Please tally the lines in the material below that contain the string "mask" and give only that number.
────────────────────────────────────────
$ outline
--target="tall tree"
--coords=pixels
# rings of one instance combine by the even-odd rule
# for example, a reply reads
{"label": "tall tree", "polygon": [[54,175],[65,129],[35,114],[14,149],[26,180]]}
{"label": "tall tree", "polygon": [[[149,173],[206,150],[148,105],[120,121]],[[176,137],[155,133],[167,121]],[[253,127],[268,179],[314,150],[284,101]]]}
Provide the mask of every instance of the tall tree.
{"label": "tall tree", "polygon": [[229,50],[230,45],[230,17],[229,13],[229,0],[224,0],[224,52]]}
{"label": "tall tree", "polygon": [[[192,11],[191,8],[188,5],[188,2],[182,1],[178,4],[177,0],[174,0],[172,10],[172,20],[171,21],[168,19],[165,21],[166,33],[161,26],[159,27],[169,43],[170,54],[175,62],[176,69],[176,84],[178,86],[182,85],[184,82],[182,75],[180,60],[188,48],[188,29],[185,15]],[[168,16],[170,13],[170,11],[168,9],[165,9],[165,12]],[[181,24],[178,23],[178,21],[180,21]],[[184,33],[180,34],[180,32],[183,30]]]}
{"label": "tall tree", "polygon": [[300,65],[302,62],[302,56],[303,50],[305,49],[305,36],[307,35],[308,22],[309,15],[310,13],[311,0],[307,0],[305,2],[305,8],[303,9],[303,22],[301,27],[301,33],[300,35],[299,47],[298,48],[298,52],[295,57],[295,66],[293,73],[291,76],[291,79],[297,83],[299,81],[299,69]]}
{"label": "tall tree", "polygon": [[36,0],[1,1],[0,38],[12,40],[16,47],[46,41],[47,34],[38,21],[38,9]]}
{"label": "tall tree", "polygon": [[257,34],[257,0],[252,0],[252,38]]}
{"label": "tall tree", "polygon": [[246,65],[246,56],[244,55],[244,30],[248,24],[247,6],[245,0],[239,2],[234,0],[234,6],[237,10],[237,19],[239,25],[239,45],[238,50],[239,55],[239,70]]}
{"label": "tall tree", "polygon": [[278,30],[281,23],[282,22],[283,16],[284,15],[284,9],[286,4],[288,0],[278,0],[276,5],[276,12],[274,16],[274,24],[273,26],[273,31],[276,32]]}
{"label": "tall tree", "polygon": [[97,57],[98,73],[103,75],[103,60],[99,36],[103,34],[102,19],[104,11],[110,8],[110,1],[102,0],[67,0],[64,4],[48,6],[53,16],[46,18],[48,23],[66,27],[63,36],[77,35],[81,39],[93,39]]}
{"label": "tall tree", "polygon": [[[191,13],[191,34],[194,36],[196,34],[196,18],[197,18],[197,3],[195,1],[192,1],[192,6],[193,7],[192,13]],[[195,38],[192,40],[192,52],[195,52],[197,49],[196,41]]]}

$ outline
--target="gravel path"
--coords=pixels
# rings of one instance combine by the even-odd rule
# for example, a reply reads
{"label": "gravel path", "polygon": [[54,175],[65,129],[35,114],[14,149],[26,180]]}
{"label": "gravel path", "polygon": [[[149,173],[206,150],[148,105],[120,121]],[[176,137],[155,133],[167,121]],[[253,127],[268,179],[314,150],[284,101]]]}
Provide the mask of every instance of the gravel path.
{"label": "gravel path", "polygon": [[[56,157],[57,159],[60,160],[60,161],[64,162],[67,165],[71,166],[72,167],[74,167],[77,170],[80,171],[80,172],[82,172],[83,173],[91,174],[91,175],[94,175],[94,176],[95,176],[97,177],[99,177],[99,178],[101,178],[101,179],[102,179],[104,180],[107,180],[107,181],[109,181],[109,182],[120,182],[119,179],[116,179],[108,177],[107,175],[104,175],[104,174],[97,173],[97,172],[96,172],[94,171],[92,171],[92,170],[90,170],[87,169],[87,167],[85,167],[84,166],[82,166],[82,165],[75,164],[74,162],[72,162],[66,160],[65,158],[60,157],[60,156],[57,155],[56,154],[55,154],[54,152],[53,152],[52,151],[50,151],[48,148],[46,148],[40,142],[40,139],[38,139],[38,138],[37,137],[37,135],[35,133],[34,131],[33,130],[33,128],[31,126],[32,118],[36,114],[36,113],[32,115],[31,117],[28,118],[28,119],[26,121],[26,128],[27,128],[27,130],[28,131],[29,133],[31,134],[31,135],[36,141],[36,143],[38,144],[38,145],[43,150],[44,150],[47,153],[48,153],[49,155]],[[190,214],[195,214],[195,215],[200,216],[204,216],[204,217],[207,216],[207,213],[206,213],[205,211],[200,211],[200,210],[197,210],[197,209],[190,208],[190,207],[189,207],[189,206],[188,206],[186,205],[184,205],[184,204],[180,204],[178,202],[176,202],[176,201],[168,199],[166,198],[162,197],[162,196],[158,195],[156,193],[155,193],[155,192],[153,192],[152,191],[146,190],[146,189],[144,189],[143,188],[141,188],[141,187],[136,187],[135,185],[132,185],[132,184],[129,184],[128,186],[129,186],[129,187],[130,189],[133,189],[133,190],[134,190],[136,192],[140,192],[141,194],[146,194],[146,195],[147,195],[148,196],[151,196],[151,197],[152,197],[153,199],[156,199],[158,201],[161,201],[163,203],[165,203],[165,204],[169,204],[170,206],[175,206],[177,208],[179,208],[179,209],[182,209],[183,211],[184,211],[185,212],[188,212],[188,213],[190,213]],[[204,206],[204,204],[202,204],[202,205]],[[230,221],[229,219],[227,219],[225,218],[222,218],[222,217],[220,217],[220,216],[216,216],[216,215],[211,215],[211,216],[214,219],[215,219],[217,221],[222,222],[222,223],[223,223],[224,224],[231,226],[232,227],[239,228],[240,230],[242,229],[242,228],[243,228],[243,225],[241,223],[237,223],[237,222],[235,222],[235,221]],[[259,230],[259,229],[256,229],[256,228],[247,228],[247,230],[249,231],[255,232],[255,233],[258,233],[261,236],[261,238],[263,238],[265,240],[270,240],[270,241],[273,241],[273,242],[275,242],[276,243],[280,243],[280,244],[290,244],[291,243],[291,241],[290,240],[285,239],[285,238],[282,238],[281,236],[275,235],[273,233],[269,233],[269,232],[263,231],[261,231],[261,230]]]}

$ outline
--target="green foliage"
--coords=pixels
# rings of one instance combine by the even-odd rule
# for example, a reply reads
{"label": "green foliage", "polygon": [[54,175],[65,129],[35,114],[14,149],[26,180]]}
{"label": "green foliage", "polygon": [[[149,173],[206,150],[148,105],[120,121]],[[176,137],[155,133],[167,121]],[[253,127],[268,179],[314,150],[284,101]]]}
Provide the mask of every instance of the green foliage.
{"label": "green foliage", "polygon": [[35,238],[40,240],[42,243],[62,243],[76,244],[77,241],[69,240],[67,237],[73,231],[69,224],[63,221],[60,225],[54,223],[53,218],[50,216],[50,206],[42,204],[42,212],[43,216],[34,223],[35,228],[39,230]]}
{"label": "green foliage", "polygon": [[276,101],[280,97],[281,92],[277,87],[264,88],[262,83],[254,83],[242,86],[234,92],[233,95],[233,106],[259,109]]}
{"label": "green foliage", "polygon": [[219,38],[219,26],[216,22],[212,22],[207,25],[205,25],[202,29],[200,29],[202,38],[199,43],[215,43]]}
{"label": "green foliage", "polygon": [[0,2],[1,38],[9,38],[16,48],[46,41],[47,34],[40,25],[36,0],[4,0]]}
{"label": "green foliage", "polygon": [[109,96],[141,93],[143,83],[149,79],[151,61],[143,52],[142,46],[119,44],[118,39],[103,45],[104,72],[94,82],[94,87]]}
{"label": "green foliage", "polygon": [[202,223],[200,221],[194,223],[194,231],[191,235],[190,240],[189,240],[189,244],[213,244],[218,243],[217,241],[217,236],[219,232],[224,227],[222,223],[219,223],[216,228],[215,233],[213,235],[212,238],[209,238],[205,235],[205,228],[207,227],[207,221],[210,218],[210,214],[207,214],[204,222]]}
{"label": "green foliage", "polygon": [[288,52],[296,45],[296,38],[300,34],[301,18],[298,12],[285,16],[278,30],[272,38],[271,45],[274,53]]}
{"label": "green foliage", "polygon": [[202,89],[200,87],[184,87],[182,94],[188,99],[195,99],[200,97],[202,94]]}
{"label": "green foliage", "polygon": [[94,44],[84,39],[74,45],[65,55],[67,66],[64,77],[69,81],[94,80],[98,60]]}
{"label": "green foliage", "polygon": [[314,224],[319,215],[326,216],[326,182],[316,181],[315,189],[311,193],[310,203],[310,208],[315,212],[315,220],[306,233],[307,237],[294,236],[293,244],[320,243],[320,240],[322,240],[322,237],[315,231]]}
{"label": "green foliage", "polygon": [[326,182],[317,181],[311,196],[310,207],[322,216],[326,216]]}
────────────────────────────────────────
:: Response ::
3